■ GIVEN PROBLEM ■
Pick out and copy each line of the records that contains the string "shower". Letter case is significant.

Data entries
↓↓↓

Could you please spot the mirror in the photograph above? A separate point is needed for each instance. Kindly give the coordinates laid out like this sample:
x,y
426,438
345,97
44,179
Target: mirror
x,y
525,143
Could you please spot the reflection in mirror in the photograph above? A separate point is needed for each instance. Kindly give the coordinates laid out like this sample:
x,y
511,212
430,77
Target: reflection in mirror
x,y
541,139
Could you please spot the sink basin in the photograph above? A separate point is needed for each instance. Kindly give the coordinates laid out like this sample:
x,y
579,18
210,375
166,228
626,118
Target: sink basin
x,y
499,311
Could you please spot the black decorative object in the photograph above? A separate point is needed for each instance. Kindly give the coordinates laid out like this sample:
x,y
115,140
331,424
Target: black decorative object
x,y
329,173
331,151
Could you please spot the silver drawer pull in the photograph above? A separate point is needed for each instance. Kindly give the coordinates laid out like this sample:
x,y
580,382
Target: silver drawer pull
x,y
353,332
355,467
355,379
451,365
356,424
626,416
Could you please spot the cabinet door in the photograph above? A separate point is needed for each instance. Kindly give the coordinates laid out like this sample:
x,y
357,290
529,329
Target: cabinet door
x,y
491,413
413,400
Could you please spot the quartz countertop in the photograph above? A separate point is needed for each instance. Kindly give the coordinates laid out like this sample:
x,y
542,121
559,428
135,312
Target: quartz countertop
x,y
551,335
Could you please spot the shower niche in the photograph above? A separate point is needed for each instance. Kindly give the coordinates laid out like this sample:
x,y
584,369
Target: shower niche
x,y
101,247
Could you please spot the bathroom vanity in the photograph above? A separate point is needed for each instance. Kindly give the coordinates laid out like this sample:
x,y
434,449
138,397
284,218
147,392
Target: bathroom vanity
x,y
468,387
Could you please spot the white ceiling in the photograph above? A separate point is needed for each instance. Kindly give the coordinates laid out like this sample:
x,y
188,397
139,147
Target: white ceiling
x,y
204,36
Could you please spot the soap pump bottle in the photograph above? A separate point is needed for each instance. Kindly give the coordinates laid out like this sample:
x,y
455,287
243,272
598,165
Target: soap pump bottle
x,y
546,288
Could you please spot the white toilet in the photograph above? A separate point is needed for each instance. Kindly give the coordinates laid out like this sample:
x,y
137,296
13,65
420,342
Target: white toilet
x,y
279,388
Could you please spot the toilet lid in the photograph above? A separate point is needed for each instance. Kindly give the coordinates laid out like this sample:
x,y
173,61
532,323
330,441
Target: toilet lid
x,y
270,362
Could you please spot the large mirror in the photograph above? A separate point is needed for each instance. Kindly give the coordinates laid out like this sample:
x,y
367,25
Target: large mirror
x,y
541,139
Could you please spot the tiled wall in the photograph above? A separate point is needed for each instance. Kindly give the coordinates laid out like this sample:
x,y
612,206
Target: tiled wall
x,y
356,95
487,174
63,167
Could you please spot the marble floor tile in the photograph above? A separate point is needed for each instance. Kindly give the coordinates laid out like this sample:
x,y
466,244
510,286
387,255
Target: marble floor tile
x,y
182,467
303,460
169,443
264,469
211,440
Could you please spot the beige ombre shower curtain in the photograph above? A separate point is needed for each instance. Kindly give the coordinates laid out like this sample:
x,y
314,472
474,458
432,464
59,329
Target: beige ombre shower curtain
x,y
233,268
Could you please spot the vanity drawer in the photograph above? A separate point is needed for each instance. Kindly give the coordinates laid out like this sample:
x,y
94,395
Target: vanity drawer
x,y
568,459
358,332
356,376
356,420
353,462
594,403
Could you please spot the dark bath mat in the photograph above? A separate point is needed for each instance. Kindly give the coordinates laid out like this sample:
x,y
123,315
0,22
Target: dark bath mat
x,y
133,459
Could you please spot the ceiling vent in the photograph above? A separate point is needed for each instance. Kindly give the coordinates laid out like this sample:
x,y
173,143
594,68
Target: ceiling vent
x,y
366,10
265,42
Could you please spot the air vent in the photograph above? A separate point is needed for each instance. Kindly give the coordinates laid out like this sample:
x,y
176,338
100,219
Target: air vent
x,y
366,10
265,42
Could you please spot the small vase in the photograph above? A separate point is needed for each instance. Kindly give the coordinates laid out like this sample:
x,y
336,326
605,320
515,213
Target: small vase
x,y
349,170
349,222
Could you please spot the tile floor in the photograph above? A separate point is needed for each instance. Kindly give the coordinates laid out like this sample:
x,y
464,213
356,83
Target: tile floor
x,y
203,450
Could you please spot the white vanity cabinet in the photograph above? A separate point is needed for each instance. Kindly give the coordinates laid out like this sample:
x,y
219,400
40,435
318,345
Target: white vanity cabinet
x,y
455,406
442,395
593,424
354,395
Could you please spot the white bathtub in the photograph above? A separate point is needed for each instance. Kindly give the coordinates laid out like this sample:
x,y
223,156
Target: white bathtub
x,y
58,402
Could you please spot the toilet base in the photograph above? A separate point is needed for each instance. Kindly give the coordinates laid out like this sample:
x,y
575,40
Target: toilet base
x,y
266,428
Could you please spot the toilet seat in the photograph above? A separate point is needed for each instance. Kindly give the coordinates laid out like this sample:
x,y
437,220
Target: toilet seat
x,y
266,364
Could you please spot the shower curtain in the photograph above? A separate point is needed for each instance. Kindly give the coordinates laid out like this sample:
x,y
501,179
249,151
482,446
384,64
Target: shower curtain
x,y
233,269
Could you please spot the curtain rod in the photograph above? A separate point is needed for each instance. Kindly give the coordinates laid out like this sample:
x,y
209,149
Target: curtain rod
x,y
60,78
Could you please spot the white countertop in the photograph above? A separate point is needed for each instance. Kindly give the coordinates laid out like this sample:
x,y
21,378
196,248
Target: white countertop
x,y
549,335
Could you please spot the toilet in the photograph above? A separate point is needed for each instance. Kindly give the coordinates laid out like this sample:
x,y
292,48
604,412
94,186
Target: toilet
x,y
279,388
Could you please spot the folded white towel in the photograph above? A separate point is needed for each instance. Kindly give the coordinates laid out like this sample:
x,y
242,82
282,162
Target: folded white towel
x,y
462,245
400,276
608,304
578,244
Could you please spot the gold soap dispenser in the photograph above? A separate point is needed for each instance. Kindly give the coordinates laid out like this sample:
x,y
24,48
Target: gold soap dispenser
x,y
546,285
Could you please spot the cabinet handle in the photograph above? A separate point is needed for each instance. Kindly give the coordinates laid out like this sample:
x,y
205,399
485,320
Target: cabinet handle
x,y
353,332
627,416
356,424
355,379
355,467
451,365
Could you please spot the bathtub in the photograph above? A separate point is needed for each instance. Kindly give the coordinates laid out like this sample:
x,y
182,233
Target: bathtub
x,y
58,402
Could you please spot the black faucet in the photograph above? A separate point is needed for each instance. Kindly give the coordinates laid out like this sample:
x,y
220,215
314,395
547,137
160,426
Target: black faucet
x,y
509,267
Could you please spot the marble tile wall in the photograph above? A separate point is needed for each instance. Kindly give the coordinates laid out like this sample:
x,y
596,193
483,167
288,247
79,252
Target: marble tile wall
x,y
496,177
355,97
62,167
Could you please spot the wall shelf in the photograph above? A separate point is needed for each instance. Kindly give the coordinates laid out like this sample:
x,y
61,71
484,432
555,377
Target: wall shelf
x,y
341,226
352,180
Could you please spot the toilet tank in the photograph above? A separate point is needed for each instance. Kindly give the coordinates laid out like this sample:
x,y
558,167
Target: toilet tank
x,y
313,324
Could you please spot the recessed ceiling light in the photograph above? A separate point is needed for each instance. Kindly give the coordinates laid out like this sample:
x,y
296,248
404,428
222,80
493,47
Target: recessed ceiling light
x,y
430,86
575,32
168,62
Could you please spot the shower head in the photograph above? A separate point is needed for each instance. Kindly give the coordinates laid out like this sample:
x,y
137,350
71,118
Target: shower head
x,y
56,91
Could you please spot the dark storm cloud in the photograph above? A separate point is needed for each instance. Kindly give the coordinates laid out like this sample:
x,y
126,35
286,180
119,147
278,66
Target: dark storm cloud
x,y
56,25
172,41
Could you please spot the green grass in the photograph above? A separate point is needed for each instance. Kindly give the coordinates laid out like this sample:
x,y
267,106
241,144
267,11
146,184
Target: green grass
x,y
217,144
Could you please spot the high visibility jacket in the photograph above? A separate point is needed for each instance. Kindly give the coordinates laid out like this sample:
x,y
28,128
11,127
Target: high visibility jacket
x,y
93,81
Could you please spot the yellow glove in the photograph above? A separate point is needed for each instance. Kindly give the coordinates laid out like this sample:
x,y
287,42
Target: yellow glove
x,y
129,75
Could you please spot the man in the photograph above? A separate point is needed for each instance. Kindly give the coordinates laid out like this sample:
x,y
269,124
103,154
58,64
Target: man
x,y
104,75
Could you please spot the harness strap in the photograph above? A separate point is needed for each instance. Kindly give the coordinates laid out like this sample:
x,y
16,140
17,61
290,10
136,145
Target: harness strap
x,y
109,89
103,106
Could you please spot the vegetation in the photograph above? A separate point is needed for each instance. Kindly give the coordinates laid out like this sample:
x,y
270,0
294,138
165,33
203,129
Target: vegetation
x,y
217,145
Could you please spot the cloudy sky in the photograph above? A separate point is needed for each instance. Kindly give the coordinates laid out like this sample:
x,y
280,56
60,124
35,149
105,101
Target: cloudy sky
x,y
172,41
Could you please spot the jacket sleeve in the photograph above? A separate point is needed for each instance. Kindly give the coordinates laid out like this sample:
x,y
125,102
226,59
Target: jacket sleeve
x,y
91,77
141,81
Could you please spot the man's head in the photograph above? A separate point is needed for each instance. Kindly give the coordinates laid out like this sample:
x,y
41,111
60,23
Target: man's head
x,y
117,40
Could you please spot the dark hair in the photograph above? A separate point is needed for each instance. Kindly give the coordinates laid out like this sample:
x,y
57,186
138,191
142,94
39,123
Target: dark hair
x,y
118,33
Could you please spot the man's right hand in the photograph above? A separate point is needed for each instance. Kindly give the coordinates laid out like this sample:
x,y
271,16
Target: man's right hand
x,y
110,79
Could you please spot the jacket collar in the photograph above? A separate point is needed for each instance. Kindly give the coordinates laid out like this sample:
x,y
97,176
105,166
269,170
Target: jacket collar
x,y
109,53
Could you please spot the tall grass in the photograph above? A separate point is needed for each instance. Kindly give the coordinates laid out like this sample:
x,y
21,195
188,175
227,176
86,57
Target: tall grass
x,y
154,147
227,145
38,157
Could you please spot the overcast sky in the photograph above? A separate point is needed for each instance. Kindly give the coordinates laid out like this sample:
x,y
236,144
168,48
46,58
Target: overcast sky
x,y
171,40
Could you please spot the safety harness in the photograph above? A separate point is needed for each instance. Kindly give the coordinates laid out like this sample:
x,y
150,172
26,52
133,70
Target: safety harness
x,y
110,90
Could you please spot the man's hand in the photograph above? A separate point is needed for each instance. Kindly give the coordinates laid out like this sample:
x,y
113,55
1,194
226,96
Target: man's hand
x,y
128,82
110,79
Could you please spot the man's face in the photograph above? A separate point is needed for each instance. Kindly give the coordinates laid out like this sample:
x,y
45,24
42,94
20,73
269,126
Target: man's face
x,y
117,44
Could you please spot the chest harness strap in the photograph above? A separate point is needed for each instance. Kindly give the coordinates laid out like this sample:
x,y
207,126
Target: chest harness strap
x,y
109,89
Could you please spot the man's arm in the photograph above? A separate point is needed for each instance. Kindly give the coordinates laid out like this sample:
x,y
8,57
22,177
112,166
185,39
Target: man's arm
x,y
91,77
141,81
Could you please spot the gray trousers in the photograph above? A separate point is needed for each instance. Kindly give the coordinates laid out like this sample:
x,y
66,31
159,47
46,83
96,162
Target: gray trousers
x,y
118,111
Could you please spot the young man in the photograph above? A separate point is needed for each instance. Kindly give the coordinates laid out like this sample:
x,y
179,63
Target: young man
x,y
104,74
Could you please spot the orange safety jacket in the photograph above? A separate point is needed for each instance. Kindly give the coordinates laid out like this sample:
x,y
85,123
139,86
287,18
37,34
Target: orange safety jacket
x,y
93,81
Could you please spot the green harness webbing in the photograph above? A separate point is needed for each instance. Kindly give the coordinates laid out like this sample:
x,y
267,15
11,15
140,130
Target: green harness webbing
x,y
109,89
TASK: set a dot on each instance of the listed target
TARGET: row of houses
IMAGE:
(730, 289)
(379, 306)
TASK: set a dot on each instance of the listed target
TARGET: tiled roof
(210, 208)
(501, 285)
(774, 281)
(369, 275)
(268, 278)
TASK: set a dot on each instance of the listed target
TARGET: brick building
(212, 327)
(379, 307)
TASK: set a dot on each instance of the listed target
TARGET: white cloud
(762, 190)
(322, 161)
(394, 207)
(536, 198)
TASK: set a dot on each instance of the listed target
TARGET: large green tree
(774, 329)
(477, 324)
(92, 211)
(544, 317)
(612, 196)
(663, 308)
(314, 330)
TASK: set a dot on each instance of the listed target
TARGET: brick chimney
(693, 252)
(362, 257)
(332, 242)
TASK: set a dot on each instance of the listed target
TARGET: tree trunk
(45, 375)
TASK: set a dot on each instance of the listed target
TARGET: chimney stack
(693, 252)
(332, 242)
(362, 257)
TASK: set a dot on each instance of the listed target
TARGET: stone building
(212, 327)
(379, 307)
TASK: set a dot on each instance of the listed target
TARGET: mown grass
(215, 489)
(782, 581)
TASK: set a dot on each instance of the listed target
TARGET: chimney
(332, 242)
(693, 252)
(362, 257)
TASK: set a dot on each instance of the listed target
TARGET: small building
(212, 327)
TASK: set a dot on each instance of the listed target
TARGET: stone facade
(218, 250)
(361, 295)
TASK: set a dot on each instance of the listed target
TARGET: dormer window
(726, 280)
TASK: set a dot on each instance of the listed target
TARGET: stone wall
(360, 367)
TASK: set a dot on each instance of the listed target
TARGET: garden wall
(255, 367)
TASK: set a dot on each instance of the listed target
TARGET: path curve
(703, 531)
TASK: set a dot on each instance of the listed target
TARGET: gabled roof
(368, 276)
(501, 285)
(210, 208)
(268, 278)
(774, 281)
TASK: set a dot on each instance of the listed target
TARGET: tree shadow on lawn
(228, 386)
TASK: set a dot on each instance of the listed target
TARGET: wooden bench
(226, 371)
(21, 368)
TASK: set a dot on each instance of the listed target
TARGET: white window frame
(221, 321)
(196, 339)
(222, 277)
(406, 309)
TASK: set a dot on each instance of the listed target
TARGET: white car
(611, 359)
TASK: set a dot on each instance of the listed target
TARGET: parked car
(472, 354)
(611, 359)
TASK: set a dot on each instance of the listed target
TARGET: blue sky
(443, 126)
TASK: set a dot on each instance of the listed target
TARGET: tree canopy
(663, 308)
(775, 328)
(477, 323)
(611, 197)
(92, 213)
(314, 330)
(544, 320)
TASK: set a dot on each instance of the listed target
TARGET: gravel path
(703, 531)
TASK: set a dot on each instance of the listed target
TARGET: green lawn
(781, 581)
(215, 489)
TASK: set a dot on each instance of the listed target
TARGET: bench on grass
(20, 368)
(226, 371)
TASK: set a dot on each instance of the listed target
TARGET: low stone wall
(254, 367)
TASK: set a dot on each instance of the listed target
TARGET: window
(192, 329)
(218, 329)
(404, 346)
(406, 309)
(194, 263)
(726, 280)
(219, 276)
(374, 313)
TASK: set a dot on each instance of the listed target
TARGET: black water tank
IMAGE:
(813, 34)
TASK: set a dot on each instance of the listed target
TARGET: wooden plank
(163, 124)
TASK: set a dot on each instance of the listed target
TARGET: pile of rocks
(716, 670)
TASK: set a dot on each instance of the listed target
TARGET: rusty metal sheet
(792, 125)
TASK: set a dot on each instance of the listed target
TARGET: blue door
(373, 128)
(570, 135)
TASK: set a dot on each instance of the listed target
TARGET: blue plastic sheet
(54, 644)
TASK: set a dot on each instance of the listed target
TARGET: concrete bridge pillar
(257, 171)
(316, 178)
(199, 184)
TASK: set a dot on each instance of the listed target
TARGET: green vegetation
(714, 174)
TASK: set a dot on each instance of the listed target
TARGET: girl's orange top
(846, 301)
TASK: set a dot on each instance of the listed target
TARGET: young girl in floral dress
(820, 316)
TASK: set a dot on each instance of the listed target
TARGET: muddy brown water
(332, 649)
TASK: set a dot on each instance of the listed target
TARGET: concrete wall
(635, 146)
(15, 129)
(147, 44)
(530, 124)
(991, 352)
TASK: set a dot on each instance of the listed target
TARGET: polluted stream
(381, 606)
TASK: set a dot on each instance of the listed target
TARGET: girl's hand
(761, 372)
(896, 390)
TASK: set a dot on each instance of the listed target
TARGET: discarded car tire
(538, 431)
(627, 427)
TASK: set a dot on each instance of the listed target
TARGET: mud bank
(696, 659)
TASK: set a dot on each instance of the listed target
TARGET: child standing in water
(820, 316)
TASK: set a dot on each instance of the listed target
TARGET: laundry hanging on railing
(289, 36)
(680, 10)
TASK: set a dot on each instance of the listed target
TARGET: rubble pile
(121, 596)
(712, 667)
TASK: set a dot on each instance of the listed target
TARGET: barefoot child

↑↑↑

■ ANSWER TO THE PROBLEM ■
Could you please spot the shower niche in the photograph above? A separate point is needed for each instance. Kindly give the coordinates laid out like this sample:
Target: shower niche
Could you please spot the beige ombre shower curtain in the photograph above? A separate point is needed for each instance. Kindly give the coordinates laid out like this sample:
Target: beige ombre shower curtain
Could you please spot the shower curtain in the photograph above? A separate point is needed for each instance. Kindly give the coordinates laid out like this sample:
Target: shower curtain
Could you please spot the shower head in the photograph above? A separate point is needed for each instance. Kindly give the coordinates laid out like this sample:
Target: shower head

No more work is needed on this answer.